The task:
Convert every line of the items below into a Markdown table with the columns Index and Entry, where Index is the sequential row number and Entry is the line itself. Omit blank lines.

Data for this exercise:
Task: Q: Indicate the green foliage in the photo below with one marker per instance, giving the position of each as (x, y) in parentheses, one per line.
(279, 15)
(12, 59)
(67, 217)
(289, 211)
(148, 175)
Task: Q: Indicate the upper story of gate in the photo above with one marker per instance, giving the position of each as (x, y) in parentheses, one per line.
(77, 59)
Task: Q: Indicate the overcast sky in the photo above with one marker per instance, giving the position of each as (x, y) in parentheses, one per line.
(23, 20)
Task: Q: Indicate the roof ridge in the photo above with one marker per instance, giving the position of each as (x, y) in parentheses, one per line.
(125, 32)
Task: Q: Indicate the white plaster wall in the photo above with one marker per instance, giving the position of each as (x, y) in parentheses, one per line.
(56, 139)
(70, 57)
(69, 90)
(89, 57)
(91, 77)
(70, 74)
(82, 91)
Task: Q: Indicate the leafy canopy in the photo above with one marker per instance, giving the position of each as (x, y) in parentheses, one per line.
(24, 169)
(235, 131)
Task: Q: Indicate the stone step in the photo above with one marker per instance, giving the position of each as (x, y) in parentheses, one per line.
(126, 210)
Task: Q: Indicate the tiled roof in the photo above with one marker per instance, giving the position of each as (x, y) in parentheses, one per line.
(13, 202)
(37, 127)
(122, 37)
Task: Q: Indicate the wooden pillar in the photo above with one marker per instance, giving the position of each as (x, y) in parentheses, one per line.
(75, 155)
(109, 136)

Full answer:
| Index | Entry |
|---|---|
| 1 | Task: Q: Indicate the green foliage in the photo below with one marker per instance, giving the position of each as (x, y) in parentheses, one per line. |
| 2 | (279, 15) |
| 3 | (12, 59) |
| 4 | (67, 217) |
| 5 | (289, 211) |
| 6 | (148, 175) |
| 7 | Task: Q: Indicate the upper story of gate in the photo above with one marker per instance, giving the position of each as (x, y) in parentheses, one per line. |
| 8 | (77, 59) |
| 9 | Task: Q: Indicate the overcast sky in the photo above with one marker per instance, giving the position of each as (x, y) in parentheses, one per line. |
| 10 | (23, 20) |
| 11 | Task: Q: Indicate the roof ridge in the photo above with one marker per instance, giving the position of each as (x, y) in parentheses, one per line. |
| 12 | (125, 32) |
| 13 | Task: Q: Indicate the white plaster wall in the photo above with one marker per instance, giving the position of each as (x, y) in parentheses, one per line. |
| 14 | (56, 139) |
| 15 | (70, 57) |
| 16 | (69, 90) |
| 17 | (89, 57) |
| 18 | (91, 77) |
| 19 | (70, 74) |
| 20 | (82, 91) |
| 21 | Task: Q: Indicate the leafy canopy in the photo above with one marker per instance, giving the position of each as (x, y) in parentheses, one per line. |
| 22 | (24, 169) |
| 23 | (235, 131) |
| 24 | Task: Q: Indicate the stone step in the photo above with one marker per instance, giving the position of each as (x, y) in parentheses, one per line. |
| 25 | (126, 210) |
| 26 | Task: Q: Indicate the tiled roof in the photo above with one marker per instance, giving the position of each as (x, y) in parentheses, one per line. |
| 27 | (13, 202) |
| 28 | (37, 127) |
| 29 | (122, 37) |
| 30 | Task: Q: Indicate the wooden pillar in the photo above with one marker per instance, giving the position of each as (x, y) in parentheses, one per line. |
| 31 | (75, 155) |
| 32 | (109, 136) |